## Given text
Updated: Nov 15, 2021

Simulation Technology for Ecosystem Wellness through Antifragile Resource Deployment (STEWARD) blog series - part 2 of 7 (part 1)


In September 2020, Noema magazine published a marvellous article by Jack Goldstone and Peter Turchin. It shows how "across history, what creates the risk of political instability is the behaviour of elites, who all too often react to long-term increases in population by committing three cardinal sins." Yes, societies don't fall because of conflict, plague, or famine. They fall because, when these things occur, they have already been weakened by the actions of elites.


If you want to see how exactly the same pattern has played out ever since the first Bronze Age societies of the Fertile Crescent, 6000 years ago, check out economist Michael Hudson's magisterial "…and forgive them their debts: Lending, Foreclosure and Redemption From Bronze Age Finance to the Jubilee Year".

This insight was a key inspiration for my book Supercommunities, which attempts to address this perennial threat head-on, by empowering a social force never yet fully mobilised - communities. The book gives any community, geographical or other, a practical method for becoming an "ecosystem that evolves to sustain the wellness of its members" - my definition of a Supercommunity.

## Listed records
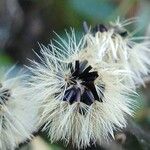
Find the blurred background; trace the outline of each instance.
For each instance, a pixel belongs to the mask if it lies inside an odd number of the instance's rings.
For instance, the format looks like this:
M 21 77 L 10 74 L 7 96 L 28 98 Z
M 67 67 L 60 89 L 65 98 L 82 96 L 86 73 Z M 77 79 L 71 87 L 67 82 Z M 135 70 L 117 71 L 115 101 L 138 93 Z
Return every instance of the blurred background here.
M 64 29 L 74 27 L 77 36 L 83 34 L 83 21 L 89 25 L 106 23 L 121 18 L 138 17 L 129 28 L 137 29 L 137 35 L 150 36 L 150 0 L 0 0 L 0 66 L 28 64 L 33 59 L 33 49 L 39 53 L 38 42 L 47 45 L 55 38 L 53 31 L 64 36 Z M 150 150 L 150 82 L 138 90 L 139 109 L 135 122 L 126 131 L 116 134 L 116 141 L 102 147 L 88 149 Z M 45 134 L 24 150 L 64 150 L 61 143 L 50 144 Z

## Stated task
Carry on the blog post about elite behavior and the Supercommunities book, starting right after its last sentence.

## The reply
There is enough evidence from existing communities who have taken ownership of their capitals and assets, and who have used them to sustain local wellness in the face of external challenges, for me to believe that the model works. But the complete, consistent, holistic package of ideas shown above is a new thing. None of the communities I studied do it all - each does a different subset, and as a result, each community has its own vulnerabilities. So I can't yet prove that the model works.


What is more, each community needs to implement the model in its own way, based on its own capitals, assets, and wellness challenges. As Goldstone, Turchin, and Hudson show, we're in a war - against elites. Its battlefronts include inequality, climate change, and big tech in its current form. The Supercommunities model is a strategy, but the tactics will be different in each community.


So, I believe the approach to proof should be wargaming. We need a new form of simulation game, that would allow any community to explore its own socio-economic tactics:

  1. Allow a community to create a digital twin of itself, by configuring open source game AI components (discussion paper).

  2. Constrain the (AI-driven) Non-Player Characters to follow the principles of Supercommunities (or alternative holistic models, if available).

  3. To replicate a fundamental principle of Supercommunities that connection with community correlates more strongly with wellness than anything else, use a psychologically realistic model of emotion based on a new form of collaborative AI.

  4. Allow a limited number of player characters to explore local government policy options by redirecting funding flows into different types of local social enterprise.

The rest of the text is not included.